> [LISTED ENTRIES]:

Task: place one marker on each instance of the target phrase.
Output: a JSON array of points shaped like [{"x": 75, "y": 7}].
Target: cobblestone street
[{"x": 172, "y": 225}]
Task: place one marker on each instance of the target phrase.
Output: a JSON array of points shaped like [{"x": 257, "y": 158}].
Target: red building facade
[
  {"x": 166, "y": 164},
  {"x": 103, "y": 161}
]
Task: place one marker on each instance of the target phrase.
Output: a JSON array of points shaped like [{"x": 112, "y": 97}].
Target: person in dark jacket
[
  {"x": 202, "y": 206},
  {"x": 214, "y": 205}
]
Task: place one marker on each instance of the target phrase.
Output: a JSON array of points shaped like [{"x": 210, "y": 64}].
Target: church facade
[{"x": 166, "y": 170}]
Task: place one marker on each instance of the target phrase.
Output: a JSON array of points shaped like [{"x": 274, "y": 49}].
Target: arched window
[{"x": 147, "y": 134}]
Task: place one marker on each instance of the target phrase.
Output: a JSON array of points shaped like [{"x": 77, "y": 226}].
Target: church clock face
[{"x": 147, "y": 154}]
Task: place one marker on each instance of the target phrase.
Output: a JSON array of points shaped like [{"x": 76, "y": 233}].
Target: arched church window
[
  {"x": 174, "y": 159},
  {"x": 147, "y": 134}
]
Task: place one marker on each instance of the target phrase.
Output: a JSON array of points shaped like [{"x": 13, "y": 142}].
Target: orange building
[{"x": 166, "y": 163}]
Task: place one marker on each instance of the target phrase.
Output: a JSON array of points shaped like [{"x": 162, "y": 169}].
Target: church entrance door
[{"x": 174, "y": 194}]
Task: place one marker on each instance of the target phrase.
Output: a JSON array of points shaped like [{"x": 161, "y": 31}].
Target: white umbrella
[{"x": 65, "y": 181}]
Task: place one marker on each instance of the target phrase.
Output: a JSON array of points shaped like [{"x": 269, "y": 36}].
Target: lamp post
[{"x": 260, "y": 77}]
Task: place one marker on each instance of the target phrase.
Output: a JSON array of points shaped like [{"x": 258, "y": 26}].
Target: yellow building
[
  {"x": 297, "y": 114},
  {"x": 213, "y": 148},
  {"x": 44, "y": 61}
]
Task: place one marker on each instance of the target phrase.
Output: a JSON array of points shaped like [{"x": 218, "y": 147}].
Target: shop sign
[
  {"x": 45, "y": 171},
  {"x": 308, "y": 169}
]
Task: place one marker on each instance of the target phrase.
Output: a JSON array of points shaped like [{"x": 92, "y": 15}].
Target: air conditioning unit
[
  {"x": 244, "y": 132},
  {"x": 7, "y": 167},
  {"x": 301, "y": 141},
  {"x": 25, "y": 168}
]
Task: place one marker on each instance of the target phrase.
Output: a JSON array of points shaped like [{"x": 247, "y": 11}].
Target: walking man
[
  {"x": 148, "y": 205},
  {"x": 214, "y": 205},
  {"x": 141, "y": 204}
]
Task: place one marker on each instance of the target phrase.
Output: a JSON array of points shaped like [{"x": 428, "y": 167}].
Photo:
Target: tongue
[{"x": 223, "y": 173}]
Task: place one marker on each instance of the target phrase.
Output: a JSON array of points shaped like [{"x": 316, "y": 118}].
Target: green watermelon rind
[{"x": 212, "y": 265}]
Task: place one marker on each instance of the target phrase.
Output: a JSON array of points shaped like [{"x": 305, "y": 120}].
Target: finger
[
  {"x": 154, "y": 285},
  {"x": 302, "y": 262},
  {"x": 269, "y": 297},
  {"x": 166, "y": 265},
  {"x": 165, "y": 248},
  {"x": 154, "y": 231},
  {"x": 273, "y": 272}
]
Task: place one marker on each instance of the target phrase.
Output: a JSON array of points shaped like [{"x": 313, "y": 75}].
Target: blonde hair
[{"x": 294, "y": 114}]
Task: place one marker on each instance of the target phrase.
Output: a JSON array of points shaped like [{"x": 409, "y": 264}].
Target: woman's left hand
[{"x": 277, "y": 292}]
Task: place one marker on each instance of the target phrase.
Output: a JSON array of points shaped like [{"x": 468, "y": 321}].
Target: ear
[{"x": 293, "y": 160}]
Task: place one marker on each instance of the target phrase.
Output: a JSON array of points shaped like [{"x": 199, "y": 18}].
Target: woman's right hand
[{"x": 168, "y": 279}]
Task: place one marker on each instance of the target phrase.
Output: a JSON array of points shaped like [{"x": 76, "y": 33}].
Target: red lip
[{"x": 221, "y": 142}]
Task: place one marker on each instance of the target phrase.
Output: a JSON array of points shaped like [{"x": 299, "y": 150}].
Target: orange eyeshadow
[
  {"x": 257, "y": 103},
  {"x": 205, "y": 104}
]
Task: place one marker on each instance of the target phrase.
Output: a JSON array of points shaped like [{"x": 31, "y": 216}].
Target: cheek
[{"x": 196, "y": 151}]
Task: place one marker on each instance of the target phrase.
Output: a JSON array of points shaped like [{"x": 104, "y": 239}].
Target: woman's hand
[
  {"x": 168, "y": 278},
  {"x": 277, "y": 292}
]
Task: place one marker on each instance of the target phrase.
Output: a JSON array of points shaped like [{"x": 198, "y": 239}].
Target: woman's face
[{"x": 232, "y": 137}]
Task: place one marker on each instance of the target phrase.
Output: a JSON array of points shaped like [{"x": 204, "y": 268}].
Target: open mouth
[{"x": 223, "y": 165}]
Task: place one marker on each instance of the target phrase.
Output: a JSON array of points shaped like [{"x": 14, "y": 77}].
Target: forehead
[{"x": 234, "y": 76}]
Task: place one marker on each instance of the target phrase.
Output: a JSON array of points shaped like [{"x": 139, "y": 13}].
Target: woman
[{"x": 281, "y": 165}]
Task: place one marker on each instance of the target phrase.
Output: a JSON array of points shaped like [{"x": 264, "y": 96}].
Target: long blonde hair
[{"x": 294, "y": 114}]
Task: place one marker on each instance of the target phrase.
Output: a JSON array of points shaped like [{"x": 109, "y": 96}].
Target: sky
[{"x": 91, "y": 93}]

> [AIM OF THE TASK]: Set down every entry once more, exactly as it was written above.

> [THE COMPLETED TASK]:
Task: place one marker on each instance of the target phrase.
Output: a JSON array of points shaped like [{"x": 75, "y": 7}].
Target: cobblestone street
[{"x": 172, "y": 225}]
Task: place one marker on each instance of the target phrase.
Output: a JSON array of points shaped like [{"x": 257, "y": 158}].
Target: red building facade
[
  {"x": 166, "y": 164},
  {"x": 103, "y": 161}
]
Task: place one marker on each instance of the target phrase.
Output: a JSON array of points shaped like [{"x": 112, "y": 97}].
Target: person in dark jacket
[
  {"x": 202, "y": 206},
  {"x": 214, "y": 205}
]
Task: place one marker on each instance of the target phrase.
Output: a JSON array of points shaped like [{"x": 210, "y": 64}].
Target: church facade
[{"x": 166, "y": 170}]
Task: place one marker on each instance of the target phrase.
Output: a JSON array of points shaped like [{"x": 274, "y": 49}].
Target: arched window
[{"x": 147, "y": 134}]
Task: place one marker on each instance of the target phrase.
Output: a JSON array of points shaped like [{"x": 77, "y": 226}].
Target: church clock face
[{"x": 147, "y": 154}]
Task: place one marker on each instance of the target phrase.
Output: a JSON array of points shaped like [{"x": 76, "y": 233}].
Target: arched church window
[
  {"x": 174, "y": 159},
  {"x": 147, "y": 134}
]
Task: place one marker on each instance of the target phrase.
Output: a JSON array of points shaped like [{"x": 13, "y": 142}].
Target: orange building
[{"x": 166, "y": 163}]
Task: place one marker on each instance of the target phrase.
Output: a JSON array of points shaped like [{"x": 162, "y": 169}].
Target: church entrance door
[{"x": 174, "y": 194}]
Task: place one marker on each instance of the target phrase.
Output: a JSON array of points shaped like [{"x": 161, "y": 31}].
Target: white umbrella
[{"x": 65, "y": 181}]
Task: place one marker on each instance of the target phrase.
Output: a JSON array of points shaped like [{"x": 269, "y": 36}].
Target: lamp post
[{"x": 260, "y": 77}]
Task: place one marker on each instance of the target phrase.
Output: a JSON array of points shaped like [{"x": 258, "y": 26}].
Target: yellow building
[
  {"x": 297, "y": 114},
  {"x": 213, "y": 148},
  {"x": 44, "y": 61}
]
Task: place one marker on each instance of the target phrase.
Output: a JSON array of points shaped like [{"x": 218, "y": 147}].
Target: shop sign
[
  {"x": 45, "y": 171},
  {"x": 308, "y": 169}
]
Task: place one marker on each instance of the target phrase.
Output: a JSON array of points shaped like [{"x": 92, "y": 15}].
Target: air conditioning unit
[
  {"x": 244, "y": 132},
  {"x": 7, "y": 167},
  {"x": 301, "y": 141},
  {"x": 25, "y": 168}
]
Task: place one marker on each instance of the target phrase.
Output: a JSON array of points shaped like [{"x": 247, "y": 11}].
Target: walking man
[
  {"x": 148, "y": 205},
  {"x": 214, "y": 205},
  {"x": 141, "y": 204}
]
Task: place one marker on each instance of the target phrase.
Output: a JSON array of points shaped like [{"x": 428, "y": 167}].
Photo:
Target: tongue
[{"x": 223, "y": 173}]
Task: place one marker on each instance of the target phrase.
Output: a JSON array of points shaped like [{"x": 316, "y": 118}].
Target: green watermelon rind
[{"x": 212, "y": 265}]
Task: place one marker on each instance of the target phrase.
Output: a JSON array of points shaped like [{"x": 305, "y": 120}].
Target: finger
[
  {"x": 154, "y": 285},
  {"x": 302, "y": 262},
  {"x": 269, "y": 297},
  {"x": 166, "y": 265},
  {"x": 165, "y": 248},
  {"x": 154, "y": 231},
  {"x": 273, "y": 272}
]
Task: place one marker on each instance of the target phrase.
Output: a JSON array of points shaped like [{"x": 313, "y": 75}].
Target: blonde hair
[{"x": 294, "y": 114}]
Task: place one marker on each instance of the target phrase.
Output: a JSON array of points shaped like [{"x": 409, "y": 264}].
Target: woman's left hand
[{"x": 277, "y": 292}]
Task: place one marker on each instance of the target phrase.
Output: a JSON array of points shaped like [{"x": 468, "y": 321}].
Target: ear
[{"x": 293, "y": 160}]
Task: place one marker on each instance of the target phrase.
Output: a JSON array of points shaped like [{"x": 199, "y": 18}].
Target: woman's right hand
[{"x": 168, "y": 279}]
Task: place one marker on each instance of the target phrase.
Output: a JSON array of points shaped like [{"x": 76, "y": 33}].
Target: red lip
[{"x": 221, "y": 142}]
Task: place one marker on each instance of the target phrase.
Output: a JSON array of points shaped like [{"x": 299, "y": 150}].
Target: orange eyeshadow
[
  {"x": 257, "y": 103},
  {"x": 205, "y": 104}
]
Task: place one marker on each instance of the target phrase.
Output: a JSON array of points shaped like [{"x": 31, "y": 216}].
Target: cheek
[{"x": 196, "y": 151}]
Task: place one marker on each instance of the target phrase.
Output: a JSON array of points shaped like [{"x": 104, "y": 239}].
Target: woman's hand
[
  {"x": 168, "y": 278},
  {"x": 277, "y": 292}
]
Task: place one marker on each instance of the target phrase.
Output: a JSON array of points shaped like [{"x": 198, "y": 239}].
Target: woman's face
[{"x": 232, "y": 137}]
Task: place one marker on each instance of the target phrase.
Output: a JSON array of points shaped like [{"x": 204, "y": 268}].
Target: open mouth
[{"x": 223, "y": 165}]
Task: place one marker on each instance of the target phrase.
Output: a JSON array of points shaped like [{"x": 14, "y": 77}].
Target: forehead
[{"x": 234, "y": 76}]
Task: place one marker on each instance of the target phrase.
Output: a JSON array of points shaped like [{"x": 139, "y": 13}].
Target: woman
[{"x": 281, "y": 165}]
Task: place one marker on each instance of the target phrase.
Output: a JSON array of points shaped like [{"x": 264, "y": 96}].
Target: long blonde hair
[{"x": 294, "y": 114}]
Task: place one marker on each instance of the target phrase.
Output: a JSON array of points shaped like [{"x": 109, "y": 96}].
Target: sky
[{"x": 91, "y": 93}]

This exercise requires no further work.